## MATERIALS PROVIDED
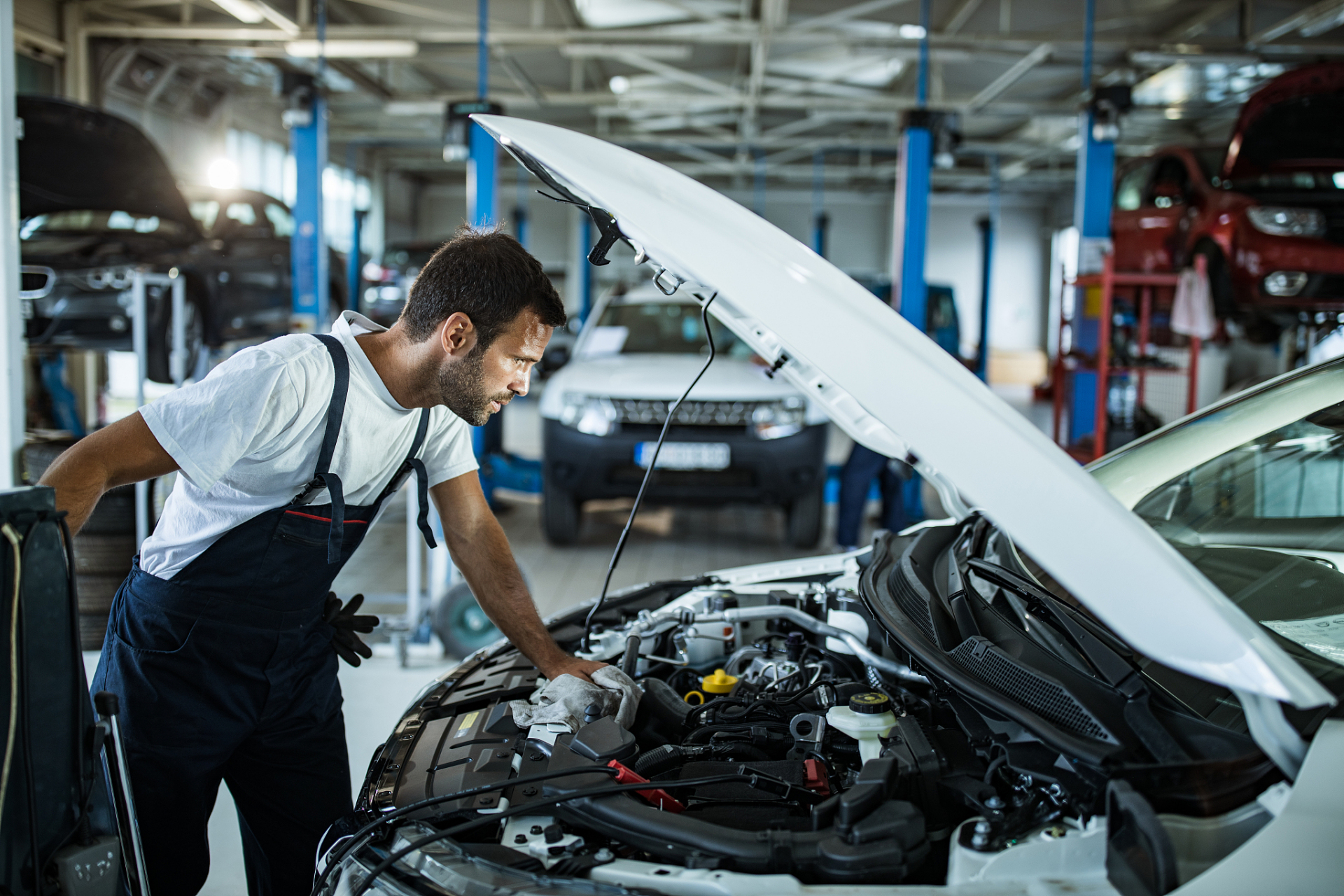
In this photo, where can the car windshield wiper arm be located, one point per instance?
...
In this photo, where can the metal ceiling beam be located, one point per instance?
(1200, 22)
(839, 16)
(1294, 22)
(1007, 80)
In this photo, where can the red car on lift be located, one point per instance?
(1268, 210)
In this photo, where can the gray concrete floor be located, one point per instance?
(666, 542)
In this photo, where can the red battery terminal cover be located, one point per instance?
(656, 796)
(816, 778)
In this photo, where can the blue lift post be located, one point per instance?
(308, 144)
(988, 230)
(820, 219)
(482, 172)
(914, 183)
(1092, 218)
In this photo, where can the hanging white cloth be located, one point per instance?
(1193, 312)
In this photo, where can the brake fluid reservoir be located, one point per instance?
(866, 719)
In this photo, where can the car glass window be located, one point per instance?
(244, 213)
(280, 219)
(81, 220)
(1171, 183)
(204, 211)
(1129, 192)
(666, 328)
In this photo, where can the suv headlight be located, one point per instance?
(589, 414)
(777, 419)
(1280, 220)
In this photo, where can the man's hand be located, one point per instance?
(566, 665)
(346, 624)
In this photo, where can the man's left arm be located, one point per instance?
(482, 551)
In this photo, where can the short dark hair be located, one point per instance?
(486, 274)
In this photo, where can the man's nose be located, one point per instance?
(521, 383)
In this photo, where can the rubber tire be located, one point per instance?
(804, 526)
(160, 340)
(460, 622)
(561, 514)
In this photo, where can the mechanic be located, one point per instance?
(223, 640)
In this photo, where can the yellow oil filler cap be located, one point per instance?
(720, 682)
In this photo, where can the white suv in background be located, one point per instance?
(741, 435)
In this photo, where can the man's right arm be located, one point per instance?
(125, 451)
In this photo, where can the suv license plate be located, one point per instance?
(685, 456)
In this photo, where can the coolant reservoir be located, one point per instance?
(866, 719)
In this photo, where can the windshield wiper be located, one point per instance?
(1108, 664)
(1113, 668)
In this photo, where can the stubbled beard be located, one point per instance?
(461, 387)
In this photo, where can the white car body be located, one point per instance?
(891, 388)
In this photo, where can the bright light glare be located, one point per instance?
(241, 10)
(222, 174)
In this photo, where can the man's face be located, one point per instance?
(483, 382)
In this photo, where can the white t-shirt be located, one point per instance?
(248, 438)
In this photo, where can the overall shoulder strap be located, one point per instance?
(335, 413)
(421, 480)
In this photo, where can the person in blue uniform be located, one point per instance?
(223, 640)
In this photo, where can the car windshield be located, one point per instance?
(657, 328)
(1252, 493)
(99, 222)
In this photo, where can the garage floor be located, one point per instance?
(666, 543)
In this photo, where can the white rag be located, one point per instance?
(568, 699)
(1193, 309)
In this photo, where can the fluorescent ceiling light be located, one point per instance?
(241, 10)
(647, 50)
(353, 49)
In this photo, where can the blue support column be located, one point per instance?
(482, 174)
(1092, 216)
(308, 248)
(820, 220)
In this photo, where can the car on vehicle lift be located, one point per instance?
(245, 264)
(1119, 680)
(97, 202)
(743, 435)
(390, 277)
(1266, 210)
==
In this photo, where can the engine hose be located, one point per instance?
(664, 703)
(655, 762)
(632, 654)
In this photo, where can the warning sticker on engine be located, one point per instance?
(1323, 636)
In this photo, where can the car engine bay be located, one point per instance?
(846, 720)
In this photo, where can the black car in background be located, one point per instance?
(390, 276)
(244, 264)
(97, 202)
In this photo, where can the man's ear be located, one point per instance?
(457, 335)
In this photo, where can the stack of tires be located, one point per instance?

## GIVEN PROBLEM
Reproduce the lines of the listing word for word, from the line containing "In this photo, where can the black" to the line containing "In this photo, where can the stack", including both.

## SOLVED PROBLEM
In this photo, where can the black car in background be located, one point per instance?
(390, 276)
(244, 264)
(97, 202)
In this photo, where can the man's ear be located, one point per instance?
(457, 335)
In this photo, where can the stack of tires be located, one point per instance?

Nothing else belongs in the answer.